__Auszug__
Kannst du selbst auch programmieren?

„Wenig. Ich habe meine IT-Kompetenz geheiratet – also mein Mann ist IT-ler. Wobei ich jetzt tatsächlich auch anfange, mich in einige Bereiche einzuarbeiten, um einfach ein besseres Verständnis dafür zu haben, was die Anforderungen sind und wie man es noch besser erklären kann.“

Und woher kommt dann dein Interesse für den gesamter IT-, Hacker-, Coding-Bereich?

„Ich finde es immer spannend herauszufinden, wo Kerndimensionen von Strukturen liegen. Wir sehen einfach, wie stark die Digitalisierung voranschreitet und wie wichtig es ist, das zu lernen. Ich habe selber zwei Kinder und bin da einfach begeistert, wie Kinder lernen und wie einfach du auch die Begeisterung von Kindern triggern kannst, indem du sie ernst nimmst und sie selber finden lässt. Ich habe mich vorher mit der beruflichen Integration von Geflüchteten ehrenamtlich in den letzten drei Jahren beschäftigt. Ich mache dazu auch noch meine Doktorarbeit in der zweiten Elternzeit – so hängt das jetzt alles miteinander zusammen. Deshalb habe ich, als mir diese Arbeitsstelle von einem Freund angeboten wurde, fröhlich meinen Job in der Wirtschaft gekündigt, um hier etwas Sinnvolles zu machen. Für Kinder. Für Zukunft. Und für Geflüchtete.“

Deine Kinder sind aber wahrscheinlich noch zu jung, um an den Kursen teilzunehmen, oder?

„Ja. Mein Tochter ist vier, mein Sohn acht Jahre alt. Aber die Begeisterung kannst du da auch schon machen. Kennst du die HABA-Digitalwerkstatt? Die machen sowas Ähnliches wie wir, aber nicht ehrenamtlich und für jüngere Kinder von sechs bis 12. Den Geburtstag meines Sohnes haben wir in der HABA-Digitalwerkstatt gefeiert. Da können sie Roboter zusammenbauen, programmieren – das war ein großer Spaß.“

Ja, genau. Das ist mega cool. Du hast damit ja auch schon andere angesprochen: Ihr sitzt in Hamburg, da sitzen zum Beispiel auch App Camps, die ebenfalls Kindern das Programmieren beibringen wollen. Ist das eher Kooperation oder Konkurrenz? 

„Die Knodels, also Diana und Philipp, die das aufgebaut haben, die haben etwa gleichzeitig angefangen wie die Hacker School – ich glaube, ein paar Monate davor. Sie haben also noch engeren Kontakt zu Andreas und David, die das hier gegründet haben. Wir haben aber schon gesprochen, dass wir uns zeitnah zusammensetzen wollen. Der Markt ist so groß und wir sind da alle nicht mit der hardcore Gewinnerzielungsabsicht unterwegs. Das reicht für alle. App Camps ist ein bisschen anders aufgestellt. Sie haben den Schwerpunkt darin, dass sie Schulen IT-Unterrichtsmaterial zur Verfügung stellen. Sie bieten auch Kurse für Mädchen ab 13 Jahren an – ursprünglich haben sie Summercamps gemacht, jetzt machen sie das, glaube ich, ein Mal die Woche. Das ist super großartig! Da können wir Kinder auch einfach weitervermitteln. Was momentan noch fehlt und im Aufbau ist, ist dieses Netzwerk zu sagen: ‚Boah, ich find’s geil. Wann ist die nächste Session? Wo kann ich noch hingehen?‘ Da arbeiten wir gerade dran, das alles untereinander zu verknüpfen.

__Bereitgestelltes Material__

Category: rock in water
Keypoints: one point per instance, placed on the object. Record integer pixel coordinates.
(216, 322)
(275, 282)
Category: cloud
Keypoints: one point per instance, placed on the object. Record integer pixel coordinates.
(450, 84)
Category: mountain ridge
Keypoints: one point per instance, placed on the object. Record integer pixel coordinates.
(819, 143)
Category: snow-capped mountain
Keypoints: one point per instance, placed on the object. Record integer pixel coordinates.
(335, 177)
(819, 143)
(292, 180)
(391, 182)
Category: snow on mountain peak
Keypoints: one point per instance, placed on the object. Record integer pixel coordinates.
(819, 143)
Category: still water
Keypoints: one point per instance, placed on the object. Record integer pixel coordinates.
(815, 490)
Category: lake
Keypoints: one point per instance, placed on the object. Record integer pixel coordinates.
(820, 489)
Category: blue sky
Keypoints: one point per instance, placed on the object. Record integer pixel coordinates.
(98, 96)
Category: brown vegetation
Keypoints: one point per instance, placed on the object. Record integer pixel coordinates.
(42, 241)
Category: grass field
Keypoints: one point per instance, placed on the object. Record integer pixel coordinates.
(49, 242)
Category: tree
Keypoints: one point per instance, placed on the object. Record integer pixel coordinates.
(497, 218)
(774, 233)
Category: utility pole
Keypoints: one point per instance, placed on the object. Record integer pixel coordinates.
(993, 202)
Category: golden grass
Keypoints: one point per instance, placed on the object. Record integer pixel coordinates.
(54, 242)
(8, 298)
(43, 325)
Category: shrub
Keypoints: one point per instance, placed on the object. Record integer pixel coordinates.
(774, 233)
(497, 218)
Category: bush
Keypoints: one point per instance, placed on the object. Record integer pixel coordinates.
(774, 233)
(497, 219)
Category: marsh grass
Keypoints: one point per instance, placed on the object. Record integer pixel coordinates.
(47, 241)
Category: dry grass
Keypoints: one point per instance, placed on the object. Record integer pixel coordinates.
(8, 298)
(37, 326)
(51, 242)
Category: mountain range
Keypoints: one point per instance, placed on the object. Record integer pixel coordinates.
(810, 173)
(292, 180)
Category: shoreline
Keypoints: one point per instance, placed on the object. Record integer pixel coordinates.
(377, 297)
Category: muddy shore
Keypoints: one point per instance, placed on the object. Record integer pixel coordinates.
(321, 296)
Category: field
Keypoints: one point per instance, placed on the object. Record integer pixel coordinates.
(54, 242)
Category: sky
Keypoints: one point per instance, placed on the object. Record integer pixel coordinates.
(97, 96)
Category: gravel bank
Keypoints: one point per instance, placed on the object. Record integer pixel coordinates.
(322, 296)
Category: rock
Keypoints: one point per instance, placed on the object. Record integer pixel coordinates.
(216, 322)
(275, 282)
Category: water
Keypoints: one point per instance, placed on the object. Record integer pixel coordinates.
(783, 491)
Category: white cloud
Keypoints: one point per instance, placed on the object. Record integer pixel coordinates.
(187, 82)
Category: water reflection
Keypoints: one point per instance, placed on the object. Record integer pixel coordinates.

__Deine Aufgaben__
1 > Zähle alle Personen auf, die im Interview mit ihrem Vornamen genannt werden.
2 > Prüfe anhand des Interviews, ob die folgenden Aussagen zutreffen, und belege jede Antwort mit den entscheidenden Worten aus dem Text.
(a) Die HABA-Digitalwerkstatt arbeitet ehrenamtlich.
(b) Der Geburtstag des Sohnes der interviewten Person wurde in der HABA-Digitalwerkstatt gefeiert.
(c) Die interviewte Person kann nach eigener Aussage viel programmieren.
Zum Bearbeiten ist das Material nicht nötig.

__Lösungen__
1 > Diana, Philipp, Andreas, David

2 >
(a) Nein: „aber nicht ehrenamtlich und für jüngere Kinder von sechs bis 12“
(b) Ja: „Den Geburtstag meines Sohnes haben wir in der HABA-Digitalwerkstatt gefeiert.“
(c) Nein: „Wenig.“